[Data for this exercise Boundary: Start]

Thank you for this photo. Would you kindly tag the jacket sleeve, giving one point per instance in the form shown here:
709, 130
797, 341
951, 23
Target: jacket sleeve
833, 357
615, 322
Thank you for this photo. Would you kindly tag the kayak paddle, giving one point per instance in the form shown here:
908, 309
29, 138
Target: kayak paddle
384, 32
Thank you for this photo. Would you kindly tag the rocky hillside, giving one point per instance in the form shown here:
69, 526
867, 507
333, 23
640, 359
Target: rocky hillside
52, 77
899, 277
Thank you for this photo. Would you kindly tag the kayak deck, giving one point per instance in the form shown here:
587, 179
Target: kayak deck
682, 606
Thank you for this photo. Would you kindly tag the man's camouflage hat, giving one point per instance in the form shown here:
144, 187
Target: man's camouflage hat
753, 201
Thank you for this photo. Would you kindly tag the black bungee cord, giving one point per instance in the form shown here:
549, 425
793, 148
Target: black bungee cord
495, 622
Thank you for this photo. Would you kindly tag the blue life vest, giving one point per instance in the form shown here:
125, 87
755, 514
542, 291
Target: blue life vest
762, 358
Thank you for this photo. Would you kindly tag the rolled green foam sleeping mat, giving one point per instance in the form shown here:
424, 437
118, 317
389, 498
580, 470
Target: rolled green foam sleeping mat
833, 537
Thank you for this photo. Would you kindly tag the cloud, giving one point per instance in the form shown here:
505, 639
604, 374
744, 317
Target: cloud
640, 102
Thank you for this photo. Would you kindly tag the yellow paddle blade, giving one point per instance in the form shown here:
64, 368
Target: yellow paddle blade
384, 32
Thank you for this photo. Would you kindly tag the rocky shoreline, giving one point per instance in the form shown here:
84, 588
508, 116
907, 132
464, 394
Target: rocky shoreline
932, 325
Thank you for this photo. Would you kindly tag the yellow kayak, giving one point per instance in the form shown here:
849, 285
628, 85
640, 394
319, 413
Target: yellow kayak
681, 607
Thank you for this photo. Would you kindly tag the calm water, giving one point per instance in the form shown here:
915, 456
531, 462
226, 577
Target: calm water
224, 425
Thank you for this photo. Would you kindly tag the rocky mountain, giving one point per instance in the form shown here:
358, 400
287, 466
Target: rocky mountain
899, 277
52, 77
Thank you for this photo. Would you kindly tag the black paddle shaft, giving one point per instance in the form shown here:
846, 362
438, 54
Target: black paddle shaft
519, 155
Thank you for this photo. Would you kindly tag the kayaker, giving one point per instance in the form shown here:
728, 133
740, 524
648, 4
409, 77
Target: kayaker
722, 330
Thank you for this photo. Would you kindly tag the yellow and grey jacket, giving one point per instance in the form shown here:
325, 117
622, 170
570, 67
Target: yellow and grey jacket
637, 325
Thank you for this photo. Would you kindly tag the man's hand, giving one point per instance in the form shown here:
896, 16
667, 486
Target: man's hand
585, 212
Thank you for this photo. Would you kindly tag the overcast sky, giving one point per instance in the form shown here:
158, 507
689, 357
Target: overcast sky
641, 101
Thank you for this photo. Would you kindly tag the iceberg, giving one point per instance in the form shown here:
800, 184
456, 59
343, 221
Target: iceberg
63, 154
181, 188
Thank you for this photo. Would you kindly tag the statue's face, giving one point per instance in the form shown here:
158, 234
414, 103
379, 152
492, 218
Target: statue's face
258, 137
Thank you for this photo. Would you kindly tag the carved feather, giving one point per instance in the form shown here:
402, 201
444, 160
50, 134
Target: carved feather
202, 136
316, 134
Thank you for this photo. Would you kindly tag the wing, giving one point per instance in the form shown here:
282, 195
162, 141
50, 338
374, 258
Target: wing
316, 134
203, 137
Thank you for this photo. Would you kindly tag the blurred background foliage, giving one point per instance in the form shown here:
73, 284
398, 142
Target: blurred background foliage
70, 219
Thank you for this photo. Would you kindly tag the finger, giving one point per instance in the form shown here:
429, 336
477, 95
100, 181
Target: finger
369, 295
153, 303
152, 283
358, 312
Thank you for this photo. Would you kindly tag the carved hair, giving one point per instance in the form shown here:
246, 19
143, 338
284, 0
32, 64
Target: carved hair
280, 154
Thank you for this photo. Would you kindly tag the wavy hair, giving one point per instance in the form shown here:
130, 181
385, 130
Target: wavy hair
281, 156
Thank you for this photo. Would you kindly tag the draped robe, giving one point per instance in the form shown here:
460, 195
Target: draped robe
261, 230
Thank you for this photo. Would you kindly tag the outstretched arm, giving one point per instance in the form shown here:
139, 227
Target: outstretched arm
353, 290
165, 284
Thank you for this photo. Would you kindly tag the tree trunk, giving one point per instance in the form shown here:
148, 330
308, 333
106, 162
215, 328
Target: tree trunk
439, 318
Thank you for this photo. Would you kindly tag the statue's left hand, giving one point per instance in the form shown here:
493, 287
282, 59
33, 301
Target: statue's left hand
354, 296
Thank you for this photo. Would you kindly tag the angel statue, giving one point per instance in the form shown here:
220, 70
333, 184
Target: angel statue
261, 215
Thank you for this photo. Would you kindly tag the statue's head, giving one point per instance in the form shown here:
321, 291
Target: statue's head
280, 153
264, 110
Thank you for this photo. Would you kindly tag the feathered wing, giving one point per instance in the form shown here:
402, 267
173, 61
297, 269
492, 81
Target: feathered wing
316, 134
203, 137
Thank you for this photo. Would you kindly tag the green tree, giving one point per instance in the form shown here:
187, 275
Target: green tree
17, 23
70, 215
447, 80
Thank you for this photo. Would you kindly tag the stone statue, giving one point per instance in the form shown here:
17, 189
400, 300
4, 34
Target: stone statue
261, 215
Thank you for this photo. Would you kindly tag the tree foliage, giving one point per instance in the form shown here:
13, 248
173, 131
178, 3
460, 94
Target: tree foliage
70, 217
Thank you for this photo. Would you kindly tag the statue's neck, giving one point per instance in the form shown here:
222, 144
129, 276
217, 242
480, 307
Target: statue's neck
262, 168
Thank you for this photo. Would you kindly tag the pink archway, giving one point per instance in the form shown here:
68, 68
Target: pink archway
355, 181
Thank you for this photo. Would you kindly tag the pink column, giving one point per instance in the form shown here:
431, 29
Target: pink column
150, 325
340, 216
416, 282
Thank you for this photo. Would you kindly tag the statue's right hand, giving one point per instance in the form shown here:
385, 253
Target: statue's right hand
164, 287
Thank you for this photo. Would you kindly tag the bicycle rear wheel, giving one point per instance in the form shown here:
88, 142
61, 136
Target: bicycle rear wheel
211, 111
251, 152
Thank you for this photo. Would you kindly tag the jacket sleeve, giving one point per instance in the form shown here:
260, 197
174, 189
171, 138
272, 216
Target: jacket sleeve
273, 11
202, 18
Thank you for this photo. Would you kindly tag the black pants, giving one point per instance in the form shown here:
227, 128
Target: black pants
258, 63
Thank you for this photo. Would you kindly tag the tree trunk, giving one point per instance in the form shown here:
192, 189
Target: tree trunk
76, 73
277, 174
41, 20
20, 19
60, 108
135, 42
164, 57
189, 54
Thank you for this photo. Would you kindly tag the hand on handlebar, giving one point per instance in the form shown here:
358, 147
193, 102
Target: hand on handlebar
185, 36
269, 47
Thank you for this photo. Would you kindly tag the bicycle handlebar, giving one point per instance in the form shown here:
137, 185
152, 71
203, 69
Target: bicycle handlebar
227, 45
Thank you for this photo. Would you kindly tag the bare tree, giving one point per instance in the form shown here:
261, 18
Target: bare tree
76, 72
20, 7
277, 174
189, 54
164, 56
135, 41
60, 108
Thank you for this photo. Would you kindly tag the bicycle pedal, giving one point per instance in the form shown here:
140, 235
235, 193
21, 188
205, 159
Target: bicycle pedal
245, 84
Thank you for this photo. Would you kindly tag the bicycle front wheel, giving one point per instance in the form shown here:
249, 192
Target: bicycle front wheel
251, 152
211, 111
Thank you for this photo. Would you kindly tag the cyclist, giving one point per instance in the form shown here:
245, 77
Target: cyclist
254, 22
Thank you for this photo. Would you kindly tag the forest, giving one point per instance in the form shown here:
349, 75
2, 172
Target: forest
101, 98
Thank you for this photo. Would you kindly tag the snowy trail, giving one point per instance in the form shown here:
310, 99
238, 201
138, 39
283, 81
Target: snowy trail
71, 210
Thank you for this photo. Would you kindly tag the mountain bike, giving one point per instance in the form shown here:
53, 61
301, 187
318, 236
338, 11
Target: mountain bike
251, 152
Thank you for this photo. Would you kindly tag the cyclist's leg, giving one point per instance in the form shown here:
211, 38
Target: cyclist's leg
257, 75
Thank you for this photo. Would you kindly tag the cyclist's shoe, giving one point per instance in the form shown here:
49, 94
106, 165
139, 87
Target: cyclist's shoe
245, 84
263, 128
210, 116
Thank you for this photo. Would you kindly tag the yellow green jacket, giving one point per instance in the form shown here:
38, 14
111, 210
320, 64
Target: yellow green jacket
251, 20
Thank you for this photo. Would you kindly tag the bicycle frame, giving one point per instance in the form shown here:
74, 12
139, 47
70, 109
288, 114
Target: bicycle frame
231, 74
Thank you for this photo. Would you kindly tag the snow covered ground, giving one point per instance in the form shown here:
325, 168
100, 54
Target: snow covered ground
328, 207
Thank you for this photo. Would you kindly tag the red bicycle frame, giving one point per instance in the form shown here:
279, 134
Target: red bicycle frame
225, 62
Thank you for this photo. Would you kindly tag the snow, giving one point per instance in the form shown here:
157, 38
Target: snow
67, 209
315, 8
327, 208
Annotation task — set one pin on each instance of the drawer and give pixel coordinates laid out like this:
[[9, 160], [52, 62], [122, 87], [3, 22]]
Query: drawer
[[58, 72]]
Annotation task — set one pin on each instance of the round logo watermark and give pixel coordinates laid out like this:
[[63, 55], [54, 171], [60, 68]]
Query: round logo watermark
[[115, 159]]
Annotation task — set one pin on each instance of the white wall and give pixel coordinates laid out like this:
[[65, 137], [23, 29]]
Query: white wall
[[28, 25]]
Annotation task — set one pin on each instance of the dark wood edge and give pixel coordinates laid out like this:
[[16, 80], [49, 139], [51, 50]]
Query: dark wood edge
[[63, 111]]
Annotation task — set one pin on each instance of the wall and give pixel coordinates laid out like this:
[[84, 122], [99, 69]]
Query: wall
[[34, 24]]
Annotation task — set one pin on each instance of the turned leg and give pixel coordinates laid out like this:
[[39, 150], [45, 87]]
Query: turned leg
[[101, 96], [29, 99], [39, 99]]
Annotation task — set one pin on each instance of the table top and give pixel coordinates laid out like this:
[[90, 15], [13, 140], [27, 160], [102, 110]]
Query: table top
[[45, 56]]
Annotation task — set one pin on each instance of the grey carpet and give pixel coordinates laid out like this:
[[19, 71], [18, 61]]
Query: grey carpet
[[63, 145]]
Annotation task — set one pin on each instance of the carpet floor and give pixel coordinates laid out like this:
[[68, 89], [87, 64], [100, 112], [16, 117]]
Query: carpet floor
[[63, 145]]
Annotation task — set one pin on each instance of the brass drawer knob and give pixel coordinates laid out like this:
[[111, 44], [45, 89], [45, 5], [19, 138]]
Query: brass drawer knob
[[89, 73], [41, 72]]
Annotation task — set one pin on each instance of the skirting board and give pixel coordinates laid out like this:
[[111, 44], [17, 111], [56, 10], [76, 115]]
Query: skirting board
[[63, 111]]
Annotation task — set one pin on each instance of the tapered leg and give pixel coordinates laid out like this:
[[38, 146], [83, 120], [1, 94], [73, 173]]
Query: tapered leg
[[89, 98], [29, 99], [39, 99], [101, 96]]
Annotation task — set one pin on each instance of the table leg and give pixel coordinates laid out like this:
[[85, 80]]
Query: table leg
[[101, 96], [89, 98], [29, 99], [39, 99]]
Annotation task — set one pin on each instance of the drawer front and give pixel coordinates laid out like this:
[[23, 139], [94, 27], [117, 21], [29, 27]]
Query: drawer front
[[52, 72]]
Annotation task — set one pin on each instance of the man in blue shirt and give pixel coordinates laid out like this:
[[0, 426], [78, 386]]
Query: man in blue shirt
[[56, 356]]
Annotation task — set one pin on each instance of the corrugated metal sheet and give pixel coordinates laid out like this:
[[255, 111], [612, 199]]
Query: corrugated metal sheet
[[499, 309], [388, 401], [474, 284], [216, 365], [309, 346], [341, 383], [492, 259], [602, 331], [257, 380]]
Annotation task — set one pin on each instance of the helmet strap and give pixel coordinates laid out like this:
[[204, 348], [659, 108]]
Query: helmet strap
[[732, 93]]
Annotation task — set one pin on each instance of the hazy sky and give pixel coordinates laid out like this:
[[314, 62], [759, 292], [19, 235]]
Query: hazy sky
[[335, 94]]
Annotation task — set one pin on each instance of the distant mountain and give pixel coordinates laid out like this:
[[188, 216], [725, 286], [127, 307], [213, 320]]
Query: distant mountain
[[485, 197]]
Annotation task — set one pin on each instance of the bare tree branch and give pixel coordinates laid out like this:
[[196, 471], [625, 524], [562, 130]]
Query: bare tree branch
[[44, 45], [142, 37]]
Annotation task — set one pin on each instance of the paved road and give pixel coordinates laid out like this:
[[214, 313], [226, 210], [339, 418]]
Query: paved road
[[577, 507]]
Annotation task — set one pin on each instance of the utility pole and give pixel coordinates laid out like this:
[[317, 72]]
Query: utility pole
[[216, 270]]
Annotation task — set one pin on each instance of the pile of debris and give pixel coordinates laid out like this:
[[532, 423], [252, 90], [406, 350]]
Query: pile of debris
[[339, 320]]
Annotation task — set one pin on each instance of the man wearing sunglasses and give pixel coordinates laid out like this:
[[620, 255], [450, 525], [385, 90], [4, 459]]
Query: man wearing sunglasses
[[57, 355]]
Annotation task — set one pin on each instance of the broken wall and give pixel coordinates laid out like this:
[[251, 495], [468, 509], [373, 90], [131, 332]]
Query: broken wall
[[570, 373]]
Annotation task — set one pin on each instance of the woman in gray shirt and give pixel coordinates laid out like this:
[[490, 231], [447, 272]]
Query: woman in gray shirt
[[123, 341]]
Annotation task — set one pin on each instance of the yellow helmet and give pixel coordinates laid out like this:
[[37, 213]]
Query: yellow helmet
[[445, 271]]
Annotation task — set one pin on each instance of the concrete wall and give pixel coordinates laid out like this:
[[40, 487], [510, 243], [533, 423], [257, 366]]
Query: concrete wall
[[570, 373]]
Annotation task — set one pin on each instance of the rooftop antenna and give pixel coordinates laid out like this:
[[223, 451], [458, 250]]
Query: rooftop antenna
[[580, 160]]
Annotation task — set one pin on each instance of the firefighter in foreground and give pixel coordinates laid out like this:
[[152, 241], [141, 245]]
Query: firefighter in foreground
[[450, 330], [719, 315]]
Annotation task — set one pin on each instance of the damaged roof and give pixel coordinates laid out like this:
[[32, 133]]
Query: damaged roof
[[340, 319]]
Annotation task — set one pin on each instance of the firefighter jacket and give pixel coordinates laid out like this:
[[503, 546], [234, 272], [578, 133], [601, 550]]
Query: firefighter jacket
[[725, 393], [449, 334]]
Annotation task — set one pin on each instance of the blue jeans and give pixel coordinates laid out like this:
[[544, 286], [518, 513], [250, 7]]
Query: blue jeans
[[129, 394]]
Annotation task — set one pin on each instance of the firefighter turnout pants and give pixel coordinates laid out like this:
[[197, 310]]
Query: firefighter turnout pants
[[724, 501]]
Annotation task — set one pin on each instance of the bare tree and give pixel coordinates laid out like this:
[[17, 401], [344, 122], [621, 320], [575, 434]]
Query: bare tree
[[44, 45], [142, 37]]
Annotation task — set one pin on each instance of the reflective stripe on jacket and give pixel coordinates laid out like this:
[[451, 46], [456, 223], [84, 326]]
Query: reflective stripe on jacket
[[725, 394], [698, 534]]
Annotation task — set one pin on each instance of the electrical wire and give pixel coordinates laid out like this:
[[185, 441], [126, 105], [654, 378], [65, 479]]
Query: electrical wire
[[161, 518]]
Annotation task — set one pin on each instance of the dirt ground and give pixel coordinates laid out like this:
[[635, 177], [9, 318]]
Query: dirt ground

[Data for this exercise Boundary: End]

§ **Problem requirements**: Please say how many lines in the records above contain the string "dirt", giving no other words.

§ **Response to this exercise**: 2